_EXTRACT PROVIDED_.
=== Begin Enclosure ===

Effect of holding potential (HP) on percentage use-dependent block by ranolazine. A: Mean percentage use-dependent block at diastolic interval (DI) of 110, 60, and 40 ms in atrial (filled columns, n = 6) and ventricular (open columns, n = 5) from an HP of −120 mV. B: Percentage use-dependent block at DI of 110, 60, and 40 ms in atrial (filled columns, n = 6) and ventricular (open columns, n = 6) from an HP of −110 mV. C: Percentage use-dependent block at DI of 110, 60, and 40 ms in atrial (filled columns, n = 5) and ventricular (open columns, n = 9) from an HP of −100 mV. Use-dependent block was significantly different by factorial mixed analysis of variance (P < .001). Data were significantly different by DI (P < .001), HP (P < .001), and cell type (P = .001). There was a significant interaction between cell type and HP (P < .001). In Bonferroni post hoc tests, the effect of 110 ms DI was significantly different from 60 ms (P = .001) and 40 ms (P < .001) but there was no statistical confidence in the difference between DI of 60 ms and 40 ms (P = .146). Similarly, the effect of an HP of −120 mV was significantly different from both −110 mV (P < .001) and −100 mV (P < .001) but the effect of −110 mV was not different from −100 mV (P = 1.000).

=== End Enclosure ===

_Saved entries_.
=== Begin Enclosure ===

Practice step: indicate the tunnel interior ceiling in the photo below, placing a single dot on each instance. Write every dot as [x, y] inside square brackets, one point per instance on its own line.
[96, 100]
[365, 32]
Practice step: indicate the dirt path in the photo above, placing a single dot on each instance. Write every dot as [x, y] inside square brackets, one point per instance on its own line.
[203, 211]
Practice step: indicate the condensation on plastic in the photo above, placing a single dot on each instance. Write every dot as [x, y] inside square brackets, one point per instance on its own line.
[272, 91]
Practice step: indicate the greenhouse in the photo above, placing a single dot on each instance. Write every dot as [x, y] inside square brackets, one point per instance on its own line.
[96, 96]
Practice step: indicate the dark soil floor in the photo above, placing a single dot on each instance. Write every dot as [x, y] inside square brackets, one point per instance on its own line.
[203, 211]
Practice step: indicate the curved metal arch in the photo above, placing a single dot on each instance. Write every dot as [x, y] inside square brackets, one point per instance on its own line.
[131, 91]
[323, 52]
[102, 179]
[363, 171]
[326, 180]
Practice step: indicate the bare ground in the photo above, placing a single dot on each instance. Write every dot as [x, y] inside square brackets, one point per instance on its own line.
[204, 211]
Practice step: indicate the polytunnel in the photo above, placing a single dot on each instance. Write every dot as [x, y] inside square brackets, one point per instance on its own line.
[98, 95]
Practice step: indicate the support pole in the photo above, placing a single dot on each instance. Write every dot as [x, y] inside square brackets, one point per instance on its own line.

=== End Enclosure ===

_WHAT YOU WILL DO_. Write the next part of the figure legend on ranolazine block, picking up right after its last sentence.

_REPLY_.
Figure 5

Effect of holding potential (HP) on instantaneous block by ranolazine. Data show mean percentage block on the first pulse to −30 mV at a diastolic interval of 110 ms from HPs of −120, −110, and −100 mV in atrial (filled columns; respectively, 6, 6, and 5 cells) and ventricular (open columns; respectively, 5, 6, and 9 cells) myocytes. **P < .01; ****P < .0001; 2-way analysis of variance with Bonferroni post hoc test vs atrial cells at the corresponding HP.

Figure 6

Effect of ranolazine (RAN) on half-maximal voltage of steady-state inactivation. Data shown are the mean changes in V_half,inact caused by 30 μM RAN for atrial (filled column, n = 7) and ventricular (open column, n = 5) myocytes. Hatched columns show corresponding time-matched controls in the absence of RAN for 6 atrial and 5 ventricular myocytes. *P < .05; **P < .01; 2-way analysis of variance with Bonferroni post hoc test.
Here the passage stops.